=== OBJECTIVE ===
Reproduce the entries below line for line, leaving out the pictures.

[Collected data entries]
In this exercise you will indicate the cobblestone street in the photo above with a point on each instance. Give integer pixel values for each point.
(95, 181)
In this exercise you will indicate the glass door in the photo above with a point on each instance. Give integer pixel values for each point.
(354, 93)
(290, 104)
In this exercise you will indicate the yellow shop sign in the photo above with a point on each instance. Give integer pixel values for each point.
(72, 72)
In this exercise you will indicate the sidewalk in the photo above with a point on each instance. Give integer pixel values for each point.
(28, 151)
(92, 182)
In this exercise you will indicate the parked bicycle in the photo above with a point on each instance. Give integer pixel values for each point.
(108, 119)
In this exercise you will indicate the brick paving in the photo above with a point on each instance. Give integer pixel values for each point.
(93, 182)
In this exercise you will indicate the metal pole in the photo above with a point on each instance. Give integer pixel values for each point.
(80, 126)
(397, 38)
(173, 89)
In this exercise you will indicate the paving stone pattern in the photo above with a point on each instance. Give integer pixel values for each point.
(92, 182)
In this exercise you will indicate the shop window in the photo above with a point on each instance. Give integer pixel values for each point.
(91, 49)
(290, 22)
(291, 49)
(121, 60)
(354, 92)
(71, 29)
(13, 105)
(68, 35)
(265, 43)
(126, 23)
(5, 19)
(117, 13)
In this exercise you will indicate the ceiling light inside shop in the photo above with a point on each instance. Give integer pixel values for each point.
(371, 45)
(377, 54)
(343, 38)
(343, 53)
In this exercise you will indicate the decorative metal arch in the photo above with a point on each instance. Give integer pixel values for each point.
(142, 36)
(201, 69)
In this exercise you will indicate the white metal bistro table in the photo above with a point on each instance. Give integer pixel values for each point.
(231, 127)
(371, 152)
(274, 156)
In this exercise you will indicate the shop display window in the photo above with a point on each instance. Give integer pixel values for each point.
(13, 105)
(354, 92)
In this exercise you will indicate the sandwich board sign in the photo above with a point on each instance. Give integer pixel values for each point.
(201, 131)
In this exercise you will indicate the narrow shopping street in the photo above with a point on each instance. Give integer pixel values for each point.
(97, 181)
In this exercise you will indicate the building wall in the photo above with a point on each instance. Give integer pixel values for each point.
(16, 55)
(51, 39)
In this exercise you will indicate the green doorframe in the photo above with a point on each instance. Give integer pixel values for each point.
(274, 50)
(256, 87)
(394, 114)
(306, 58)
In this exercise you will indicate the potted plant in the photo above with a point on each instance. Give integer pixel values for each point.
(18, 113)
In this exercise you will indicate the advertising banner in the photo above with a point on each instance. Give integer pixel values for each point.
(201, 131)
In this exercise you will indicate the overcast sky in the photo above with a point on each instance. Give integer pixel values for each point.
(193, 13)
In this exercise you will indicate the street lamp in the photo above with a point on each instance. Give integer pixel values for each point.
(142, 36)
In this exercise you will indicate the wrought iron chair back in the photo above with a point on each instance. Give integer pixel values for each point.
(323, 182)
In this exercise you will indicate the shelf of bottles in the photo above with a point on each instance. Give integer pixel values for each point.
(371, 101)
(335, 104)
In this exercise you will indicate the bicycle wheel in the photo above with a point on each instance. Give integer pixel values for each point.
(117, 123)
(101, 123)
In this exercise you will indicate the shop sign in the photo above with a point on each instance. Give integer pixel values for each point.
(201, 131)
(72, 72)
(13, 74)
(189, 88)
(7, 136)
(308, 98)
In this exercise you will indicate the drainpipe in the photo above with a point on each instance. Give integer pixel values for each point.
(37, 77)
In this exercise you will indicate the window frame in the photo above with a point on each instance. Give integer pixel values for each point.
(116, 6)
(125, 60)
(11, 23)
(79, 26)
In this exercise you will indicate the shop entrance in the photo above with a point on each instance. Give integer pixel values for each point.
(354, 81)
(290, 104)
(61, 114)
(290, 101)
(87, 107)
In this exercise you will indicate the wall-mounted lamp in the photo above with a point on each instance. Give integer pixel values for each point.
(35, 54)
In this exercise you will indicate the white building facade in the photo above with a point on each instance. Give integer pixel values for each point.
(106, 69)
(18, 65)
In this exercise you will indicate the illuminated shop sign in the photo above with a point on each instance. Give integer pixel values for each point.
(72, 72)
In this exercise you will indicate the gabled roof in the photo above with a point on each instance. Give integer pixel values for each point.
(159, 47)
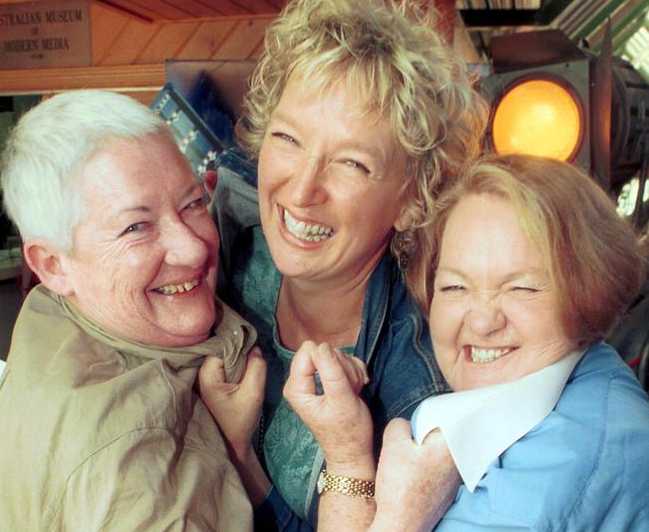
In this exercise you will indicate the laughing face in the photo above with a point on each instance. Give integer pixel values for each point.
(331, 185)
(494, 317)
(144, 260)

=== COMPLETED EXERCISE ===
In this exercise you will indicate the cobblestone street in the photo above with a point on each instance. Give integer pixel values for each point.
(95, 181)
In this exercise you will indicate the glass door in the photo above with a point on each instance. Give integer pixel values for each point.
(354, 93)
(290, 104)
In this exercise you will indicate the yellow shop sign in the photo above with a point on each instance. Give integer pixel values for each point.
(72, 72)
In this exercise you will indicate the sidewalk in the photo above with a point on each instance. Give integer pixel values for each point.
(28, 151)
(92, 182)
In this exercise you will indicate the parked bicycle in the photo above with a point on each instance. Give integer pixel values for each point.
(108, 119)
In this exercise you will indicate the brick paving in the photo above with a point on each instance. Give integer pixel values for each point.
(93, 182)
In this exercise you will indicate the metal pole in the photo above with a point on each instance. Give integer pixel values for each point.
(80, 126)
(397, 38)
(173, 89)
In this exercise you will indicate the paving stone pattern in the photo above with a point on each instance. Give integer pixel values for each point.
(92, 182)
In this exercise you will indicate the shop window in the photo above with a point on each instance. Give integer pixel values for each point.
(91, 49)
(290, 22)
(291, 49)
(121, 60)
(354, 92)
(71, 29)
(13, 105)
(68, 35)
(265, 43)
(126, 23)
(5, 19)
(117, 13)
In this exercise you will indicate the ceiling light inside shop in the photo above with a point on each instance. Give integer pixel values for each point.
(371, 45)
(377, 54)
(343, 38)
(343, 53)
In this exercise you will indicate the decorative metal arch in the photo above with a point on each instance. Give integer pixel values for each point.
(142, 36)
(201, 69)
In this exercise you will indicate the white metal bistro table in the photo above with a point on each instance. Give integer pixel values for each point.
(231, 127)
(371, 152)
(274, 156)
In this exercise you will indicate the shop display window in the photo above with a point on each instance. Give integer pixel values for each point.
(13, 105)
(354, 92)
In this exercise you will indicate the sandwich board sign in the photo above with a point on each instance. Give integer pixel values for each point.
(201, 131)
In this exercise you will indicate the narrow shopping street in the photo above with a point on each instance. Give integer pixel values for each point.
(97, 181)
In this exercise you will indicate the building wall in the photo above with a point on each instance. Give integer pixel values for each point.
(16, 55)
(51, 39)
In this exercise you will indicate the green doorframe in the photo above with a point on each instance. Give integer pixel values for each point.
(274, 50)
(256, 87)
(394, 114)
(306, 58)
In this exercise you will indicate the potted plant in the photo above with a point on each instance. Give integer pixel values for each point.
(18, 113)
In this exercise you will indicate the advertising banner in the photo above with a point on each instance. Give integer pixel values for each point.
(201, 131)
In this exercise you will indicate the overcast sky in the photo above with a point on each instance. Give integer pixel values for each point.
(193, 13)
In this exercise you will indicate the street lamp in the photo above with a point on each instance. Give integer pixel values for each point.
(142, 36)
In this exercise you will indicate the wrought iron chair back in the photo above with a point on each instance. Give integer pixel values for each point.
(323, 182)
In this exercise you will indicate the shelf of bottles in the photo above with a point on each instance. Give integer pixel values for each point.
(371, 101)
(335, 104)
In this exercise you will indicate the bicycle wheel in the photo above with a point on each instance. Give integer pixel values for each point.
(117, 123)
(101, 123)
In this exercise you will indicate the shop sign in the photo above with a point on each instance. Give integer pixel values for each point.
(201, 131)
(72, 72)
(13, 74)
(189, 88)
(7, 136)
(308, 98)
In this exercise you will indicate the drainpipe in the photo above with a point on each instance. Give integer pixel values for each point.
(37, 77)
In this exercise you will indicate the window frame in the photo above with a point on each instance. Give integer pixel values for each point.
(116, 6)
(125, 60)
(11, 23)
(79, 26)
In this exercise you will indicate the shop entrance in the photo above with a point on each instance. Give integer pixel values for each point.
(354, 81)
(290, 104)
(61, 114)
(290, 101)
(87, 107)
In this exercise you will indicate the wall-mounted lamp in the photo above with a point on each instance. Give integer pixel values for each point.
(35, 54)
In this exercise you will indicate the white building facade in the photo above with a point on each instance. Give integer pixel values for each point.
(106, 69)
(18, 65)
In this exercise you will indicate the illuminated shop sign in the photo above with a point on each instance. Give integer pixel values for each point.
(72, 72)
In this exercise you will indicate the gabled roof in the photo above with a point on each instance. Give integer pixel values for each point.
(159, 47)
In this exercise you will indicate the laughing face in the photo above with a point on each instance. Give integer pixel values for each point.
(331, 185)
(494, 317)
(144, 260)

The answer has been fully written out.